Given exercise ::
Quote all of the data exactly as given. Skip every picture it contains.

[Coordinate annotation records]

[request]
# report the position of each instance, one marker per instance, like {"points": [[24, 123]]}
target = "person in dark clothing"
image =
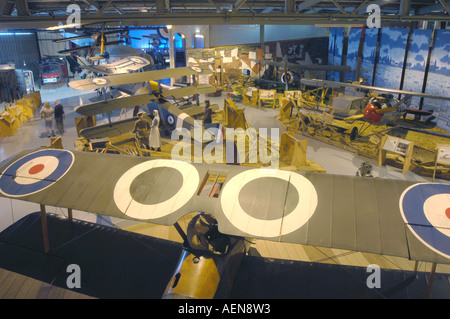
{"points": [[142, 130], [59, 117], [208, 113]]}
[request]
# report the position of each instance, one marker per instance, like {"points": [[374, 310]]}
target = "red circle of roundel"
{"points": [[15, 182]]}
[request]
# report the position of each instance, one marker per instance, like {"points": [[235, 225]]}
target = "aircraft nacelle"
{"points": [[371, 115]]}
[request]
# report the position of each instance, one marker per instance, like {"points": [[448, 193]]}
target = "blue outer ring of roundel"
{"points": [[10, 188], [412, 206]]}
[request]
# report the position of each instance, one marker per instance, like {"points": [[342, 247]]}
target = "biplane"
{"points": [[231, 204], [291, 72], [150, 95], [98, 39], [378, 106]]}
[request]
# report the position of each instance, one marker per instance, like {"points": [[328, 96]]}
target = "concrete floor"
{"points": [[32, 134]]}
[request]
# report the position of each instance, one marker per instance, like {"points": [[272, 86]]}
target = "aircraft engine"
{"points": [[371, 115]]}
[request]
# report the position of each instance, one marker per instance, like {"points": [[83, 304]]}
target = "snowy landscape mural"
{"points": [[438, 80], [354, 38], [368, 55], [335, 48], [391, 57], [416, 63]]}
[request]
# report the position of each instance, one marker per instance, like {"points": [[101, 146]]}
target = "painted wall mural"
{"points": [[416, 61], [335, 48], [354, 39], [391, 58], [368, 54], [438, 80], [388, 60]]}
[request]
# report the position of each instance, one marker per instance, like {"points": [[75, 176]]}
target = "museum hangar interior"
{"points": [[332, 115]]}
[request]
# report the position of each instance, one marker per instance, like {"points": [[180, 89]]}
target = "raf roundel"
{"points": [[239, 218], [131, 207], [425, 208], [35, 172]]}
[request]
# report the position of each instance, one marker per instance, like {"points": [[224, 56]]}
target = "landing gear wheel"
{"points": [[354, 134]]}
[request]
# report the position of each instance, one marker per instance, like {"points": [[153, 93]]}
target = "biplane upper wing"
{"points": [[139, 99], [365, 214], [121, 79], [312, 67], [113, 104], [132, 63], [318, 82]]}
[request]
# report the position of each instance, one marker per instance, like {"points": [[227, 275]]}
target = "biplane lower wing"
{"points": [[132, 63], [111, 130], [380, 216], [129, 78], [318, 82]]}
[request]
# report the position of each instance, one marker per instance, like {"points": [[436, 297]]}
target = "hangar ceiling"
{"points": [[29, 14]]}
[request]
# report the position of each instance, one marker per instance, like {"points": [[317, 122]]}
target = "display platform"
{"points": [[120, 264]]}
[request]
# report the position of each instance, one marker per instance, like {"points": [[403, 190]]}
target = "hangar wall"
{"points": [[22, 49], [397, 58]]}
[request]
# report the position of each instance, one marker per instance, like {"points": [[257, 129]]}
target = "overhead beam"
{"points": [[106, 5], [238, 4], [445, 5], [289, 6], [405, 7], [216, 5], [22, 8], [81, 7], [143, 19], [433, 8], [339, 6], [306, 4]]}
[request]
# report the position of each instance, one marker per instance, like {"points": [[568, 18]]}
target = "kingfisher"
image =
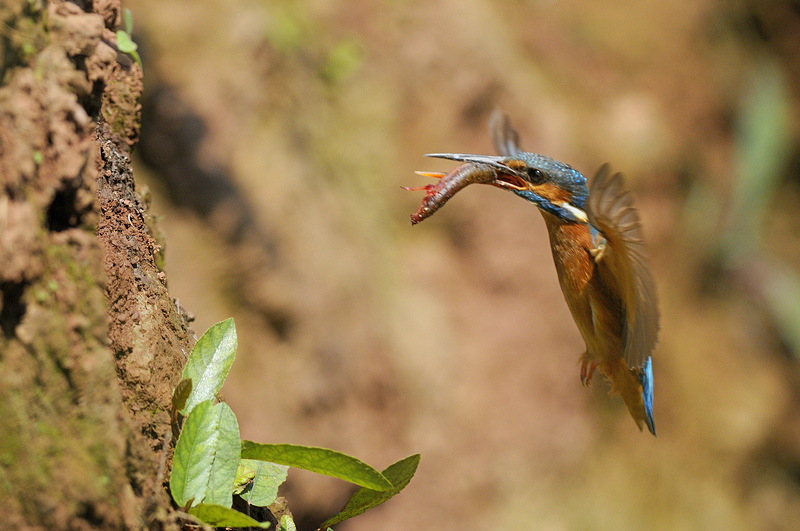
{"points": [[598, 250]]}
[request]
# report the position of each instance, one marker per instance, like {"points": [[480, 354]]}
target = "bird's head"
{"points": [[554, 187]]}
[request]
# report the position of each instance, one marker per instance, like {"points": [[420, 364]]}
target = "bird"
{"points": [[598, 250]]}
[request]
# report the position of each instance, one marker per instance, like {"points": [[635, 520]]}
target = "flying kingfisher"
{"points": [[597, 245]]}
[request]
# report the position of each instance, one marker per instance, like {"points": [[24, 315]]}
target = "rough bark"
{"points": [[91, 342]]}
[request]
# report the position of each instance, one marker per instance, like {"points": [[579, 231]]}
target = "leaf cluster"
{"points": [[212, 464]]}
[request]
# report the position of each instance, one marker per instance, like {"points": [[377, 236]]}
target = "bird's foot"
{"points": [[587, 371], [599, 251]]}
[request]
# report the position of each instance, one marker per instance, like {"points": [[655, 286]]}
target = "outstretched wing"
{"points": [[505, 137], [610, 211]]}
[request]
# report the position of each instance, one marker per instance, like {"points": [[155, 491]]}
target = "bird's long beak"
{"points": [[506, 176]]}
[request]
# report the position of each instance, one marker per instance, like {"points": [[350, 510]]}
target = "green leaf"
{"points": [[399, 474], [209, 363], [226, 458], [220, 516], [206, 456], [287, 523], [319, 460], [264, 480], [181, 394], [194, 454]]}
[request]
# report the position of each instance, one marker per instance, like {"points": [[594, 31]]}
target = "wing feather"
{"points": [[610, 211]]}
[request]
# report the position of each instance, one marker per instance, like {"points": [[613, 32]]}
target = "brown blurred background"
{"points": [[276, 135]]}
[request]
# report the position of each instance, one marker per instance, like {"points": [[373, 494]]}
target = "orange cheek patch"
{"points": [[552, 193]]}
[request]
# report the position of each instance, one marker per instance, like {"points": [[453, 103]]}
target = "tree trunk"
{"points": [[91, 343]]}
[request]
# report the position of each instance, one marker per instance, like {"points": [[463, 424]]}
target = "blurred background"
{"points": [[276, 135]]}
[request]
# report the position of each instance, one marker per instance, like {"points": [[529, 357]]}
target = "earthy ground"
{"points": [[451, 338], [275, 138]]}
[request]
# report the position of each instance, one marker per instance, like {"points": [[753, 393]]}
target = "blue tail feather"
{"points": [[646, 379]]}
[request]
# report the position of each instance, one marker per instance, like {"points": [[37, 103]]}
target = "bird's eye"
{"points": [[535, 175]]}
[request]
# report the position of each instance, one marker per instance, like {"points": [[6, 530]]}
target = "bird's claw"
{"points": [[599, 251], [587, 371]]}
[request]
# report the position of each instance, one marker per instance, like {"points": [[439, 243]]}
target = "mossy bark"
{"points": [[91, 343]]}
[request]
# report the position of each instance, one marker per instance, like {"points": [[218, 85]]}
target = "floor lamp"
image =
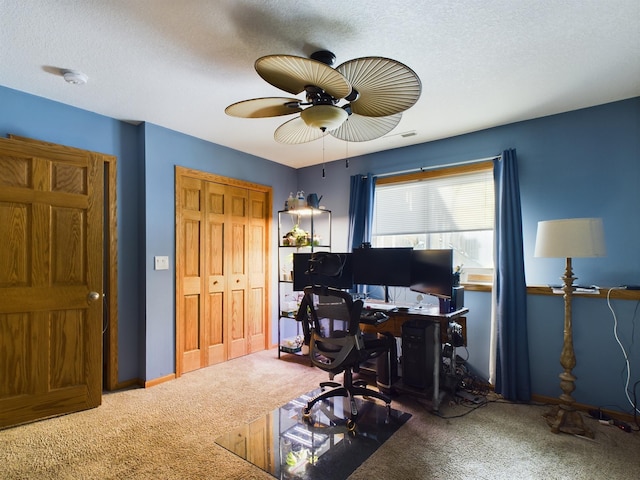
{"points": [[569, 238]]}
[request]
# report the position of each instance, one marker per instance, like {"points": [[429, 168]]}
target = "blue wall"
{"points": [[582, 163], [147, 155]]}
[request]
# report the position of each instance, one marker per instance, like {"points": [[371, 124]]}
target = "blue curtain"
{"points": [[360, 209], [510, 290]]}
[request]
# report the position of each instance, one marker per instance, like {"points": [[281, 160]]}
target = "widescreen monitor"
{"points": [[389, 267], [432, 272], [302, 277]]}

Worked solution ::
[request]
# report the position of each instance, one marker per instance, like {"points": [[24, 123]]}
target = "person in dark clothing"
image =
{"points": [[142, 130], [59, 117], [208, 113]]}
[request]
# report the position of each instance, one marker per instance, like {"points": [[374, 310]]}
target = "red circle of roundel"
{"points": [[15, 182]]}
[request]
# report the position of each instance, one marker per instance, like {"points": [[235, 225]]}
target = "aircraft nacelle"
{"points": [[371, 115]]}
[request]
# report the position of each instance, one marker per instance, like {"points": [[448, 193]]}
target = "blue outer ring of roundel"
{"points": [[10, 188], [412, 206]]}
[request]
# report the position of each instance, one marker per instance, like {"points": [[342, 247]]}
target = "biplane"
{"points": [[231, 204], [291, 72], [150, 95], [98, 39], [378, 106]]}
[request]
# report the position of each instance, one marker per instance, like {"points": [[328, 96]]}
target = "concrete floor"
{"points": [[32, 134]]}
[request]
# report the position of each instance, one marker per instance, like {"points": [[272, 86]]}
target = "aircraft engine"
{"points": [[371, 115]]}
[request]
# report the position of each instance, one marker per instance, like {"points": [[83, 304]]}
target = "snowy landscape mural"
{"points": [[438, 80], [354, 38], [368, 55], [335, 48], [391, 57], [416, 63]]}
[request]
# report the position of each instance, one marker per instance, like {"points": [[101, 146]]}
target = "painted wall mural"
{"points": [[416, 61], [335, 48], [354, 39], [391, 58], [368, 54], [438, 80], [388, 60]]}
[request]
# report the position of each instance, one marker per instance, like {"points": [[75, 176]]}
target = "museum hangar interior"
{"points": [[332, 115]]}
[request]
# report the position of each instance, one marker per instance, like {"points": [[180, 89]]}
target = "raf roundel"
{"points": [[239, 218], [131, 207], [425, 208], [35, 172]]}
[request]
# report the position of each instance, one marker per instance, like {"points": [[224, 56]]}
target = "landing gear wheel"
{"points": [[354, 134]]}
[request]
# report the position of each instance, one marker per instance, like {"points": [[153, 93]]}
target = "biplane upper wing"
{"points": [[139, 99], [365, 214], [121, 79], [312, 67], [113, 104], [132, 63], [318, 82]]}
[request]
# report the position of each instance, one marker per instance, like {"points": [[227, 275]]}
target = "biplane lower wing"
{"points": [[132, 63], [111, 130], [380, 216], [129, 78], [318, 82]]}
[request]
# report the position of each instance, one marker per instance, like {"points": [[436, 297]]}
target = "hangar ceiling"
{"points": [[29, 14]]}
[request]
# report the position of each instance, one marker per instance, like {"points": [[317, 122]]}
target = "display platform"
{"points": [[120, 264]]}
[request]
# report the position of each instance, one marker per instance, like {"points": [[403, 190]]}
target = "hangar wall"
{"points": [[22, 49], [397, 58]]}
[request]
# report the position of each instance, one marker per instance, like {"points": [[257, 129]]}
target = "overhead beam"
{"points": [[106, 5], [238, 4], [445, 5], [289, 6], [405, 7], [216, 5], [22, 8], [81, 7], [143, 19], [433, 8], [339, 6], [306, 4]]}
[request]
# report the position of each instance, one marker per instance, like {"points": [[568, 18]]}
target = "kingfisher"
image =
{"points": [[598, 250]]}
[request]
# report the position of each instance, one marker per instance, like {"points": [[480, 354]]}
target = "bird's head"
{"points": [[554, 187]]}
[request]
# report the position of each instance, one marker per instance, like {"points": [[420, 364]]}
target = "bird"
{"points": [[598, 250]]}
[request]
# report the position of each instance, one marker per instance, like {"points": [[635, 520]]}
target = "flying kingfisher"
{"points": [[597, 245]]}
[request]
# report the position of each instance, one marker per instance, like {"points": [[24, 315]]}
target = "rough bark"
{"points": [[91, 342]]}
[request]
# report the position of each instance, one marker per instance, like {"points": [[579, 231]]}
target = "leaf cluster"
{"points": [[212, 464]]}
[request]
# report the position of each instance, one marker per instance, like {"points": [[377, 236]]}
target = "bird's foot"
{"points": [[587, 371], [599, 251]]}
[request]
# report the position of each instance, one marker per instance, like {"points": [[655, 286]]}
target = "outstretched wing"
{"points": [[505, 137], [610, 211]]}
[request]
# report the position of each instance, one marker per instance, like {"points": [[155, 491]]}
target = "bird's long beak"
{"points": [[506, 176]]}
[request]
# report the position of each instance, one marker per instance, like {"points": [[350, 510]]}
target = "green leaf"
{"points": [[399, 474], [209, 363], [226, 458], [220, 516], [206, 456], [287, 523], [319, 460], [264, 480], [181, 394], [194, 454]]}
[request]
# report the position of each instance, one marker per instance, like {"points": [[594, 31]]}
target = "wing feather"
{"points": [[610, 211]]}
[request]
# report the position of each instance, one marker per instance, like {"points": [[613, 32]]}
target = "brown blurred background"
{"points": [[276, 135]]}
[request]
# report the position of each instance, one marker per instance, like {"points": [[373, 494]]}
target = "orange cheek patch"
{"points": [[552, 193]]}
[request]
# report the position of each instance, one marker per instance, like {"points": [[453, 103]]}
target = "tree trunk"
{"points": [[91, 343]]}
[request]
# report the position of each instance, one marker per instance, like {"points": [[463, 424]]}
target = "blurred background"
{"points": [[276, 135]]}
[request]
# report the position of each instance, one marker per instance, like {"points": [[529, 357]]}
target = "earthy ground"
{"points": [[451, 338], [275, 138]]}
[request]
# report the position of each instance, one marker per instance, like {"points": [[753, 393]]}
target = "blue tail feather"
{"points": [[646, 379]]}
[request]
# report the position of each instance, one marker per instance, like {"points": [[37, 103]]}
target = "bird's eye"
{"points": [[535, 175]]}
[request]
# report the position of each instance, one marker per instance, like {"points": [[6, 530]]}
target = "bird's claw"
{"points": [[599, 251], [587, 371]]}
[request]
# report the position of each instance, one marker per instance, like {"points": [[439, 243]]}
target = "mossy bark"
{"points": [[91, 343]]}
[request]
# report the position of each instance, one marker per instance, like {"points": [[218, 85]]}
target = "floor lamp"
image =
{"points": [[569, 238]]}
[request]
# report the position of each instance, one marker per instance, like {"points": [[429, 168]]}
target = "blue wall"
{"points": [[582, 163], [147, 155]]}
[request]
# report the position of each instance, one marker per instance, like {"points": [[371, 124]]}
target = "blue curtain"
{"points": [[360, 209], [510, 290]]}
[request]
# report the position of each instance, one marker per instance, like {"points": [[281, 160]]}
target = "widescreen monitor"
{"points": [[389, 267], [432, 272], [302, 277]]}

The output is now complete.